*** Document section Section Begins ***
Natty Dread released to critical acclaim
Fifty years ago, the singer-songwriter was in vogue. Most of the artistes with that tag, including Joni Mitchell, Elton John, Stevie Wonder, Van Morrison, and David Bowie, released albums in 1974.
Bob Marley joined that august group with Natty Dread, his first solo album for Island Records. It was released in October that year and had critics raving.
Marley, along with Peter Tosh and Bunny Livingston, had recorded two albums (
Catch A Fire and Burnin’) for Island Records the previous year, but the trio split in early 1974 when they seemed on the verge of an overseas breakthrough.
Chris Blackwell, founder and owner of Island Records, envisaged the dreadlocked Marley as the ultimate anti-establishment hero and cast him as such with
Natty Dread which, in addition to the title track, included So Jah Seh, Talking Blues, No Woman, No Cry, Rebel Music, Lively Up Yourself, Them Belly Full (But We Hungry), and Revolution.
*** Document section Section Ends ***
■ Required action 1 ■
Please reproduce the Natty Dread article between "Bob Marley joined" and "Hungry), and Revolution.", inclusive, substituting "band" for "trio".
■ Required action 2 ■
According to the Natty Dread article, in which month and year was the album released?
*** Input data Section Begins ***
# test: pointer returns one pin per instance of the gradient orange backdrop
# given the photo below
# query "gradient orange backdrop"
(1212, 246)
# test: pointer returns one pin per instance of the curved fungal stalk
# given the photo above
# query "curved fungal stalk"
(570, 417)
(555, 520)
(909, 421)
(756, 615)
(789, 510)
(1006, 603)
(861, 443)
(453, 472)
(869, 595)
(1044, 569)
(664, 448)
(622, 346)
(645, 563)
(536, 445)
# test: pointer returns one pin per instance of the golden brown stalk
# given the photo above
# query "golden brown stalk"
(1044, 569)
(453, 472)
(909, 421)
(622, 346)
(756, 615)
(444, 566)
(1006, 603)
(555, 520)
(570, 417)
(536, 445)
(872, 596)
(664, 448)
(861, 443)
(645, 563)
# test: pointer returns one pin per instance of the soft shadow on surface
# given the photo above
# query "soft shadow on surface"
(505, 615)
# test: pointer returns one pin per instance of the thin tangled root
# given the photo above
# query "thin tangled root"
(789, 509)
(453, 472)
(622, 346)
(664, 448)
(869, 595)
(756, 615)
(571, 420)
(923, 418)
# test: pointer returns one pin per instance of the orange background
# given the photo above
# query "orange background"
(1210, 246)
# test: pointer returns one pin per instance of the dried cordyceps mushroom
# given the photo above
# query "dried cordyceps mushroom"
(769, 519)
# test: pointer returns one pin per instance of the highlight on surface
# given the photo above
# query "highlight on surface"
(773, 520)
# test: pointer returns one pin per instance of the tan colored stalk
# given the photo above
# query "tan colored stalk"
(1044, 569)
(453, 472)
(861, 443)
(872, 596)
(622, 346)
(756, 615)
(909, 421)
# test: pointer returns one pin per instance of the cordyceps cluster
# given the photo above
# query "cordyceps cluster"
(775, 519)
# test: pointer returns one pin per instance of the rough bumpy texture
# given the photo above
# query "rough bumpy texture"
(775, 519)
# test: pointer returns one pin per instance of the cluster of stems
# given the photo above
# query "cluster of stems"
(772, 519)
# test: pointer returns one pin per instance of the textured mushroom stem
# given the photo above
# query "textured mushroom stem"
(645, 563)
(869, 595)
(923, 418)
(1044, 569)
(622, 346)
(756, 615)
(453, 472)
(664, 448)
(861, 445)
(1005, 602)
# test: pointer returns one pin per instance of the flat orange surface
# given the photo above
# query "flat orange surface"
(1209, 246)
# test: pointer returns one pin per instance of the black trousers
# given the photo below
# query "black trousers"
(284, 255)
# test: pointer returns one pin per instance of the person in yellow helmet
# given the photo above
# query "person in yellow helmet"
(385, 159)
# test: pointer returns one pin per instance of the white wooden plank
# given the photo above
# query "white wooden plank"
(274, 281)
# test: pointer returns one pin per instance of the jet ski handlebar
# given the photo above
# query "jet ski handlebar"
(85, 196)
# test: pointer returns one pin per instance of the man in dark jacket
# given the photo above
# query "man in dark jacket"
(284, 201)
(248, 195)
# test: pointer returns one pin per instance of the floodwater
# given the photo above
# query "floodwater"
*** Input data Section Ends ***
■ Answer space 1 ■
Bob Marley joined that august group with Natty Dread, his first solo album for Island Records. It was released in October that year and had critics raving.
Marley, along with Peter Tosh and Bunny Livingston, had recorded two albums (
Catch A Fire and Burnin’) for Island Records the previous year, but the band split in early 1974 when they seemed on the verge of an overseas breakthrough.
Chris Blackwell, founder and owner of Island Records, envisaged the dreadlocked Marley as the ultimate anti-establishment hero and cast him as such with
Natty Dread which, in addition to the title track, included So Jah Seh, Talking Blues, No Woman, No Cry, Rebel Music, Lively Up Yourself, Them Belly Full (But We Hungry), and Revolution.

■ Answer space 2 ■
October 1974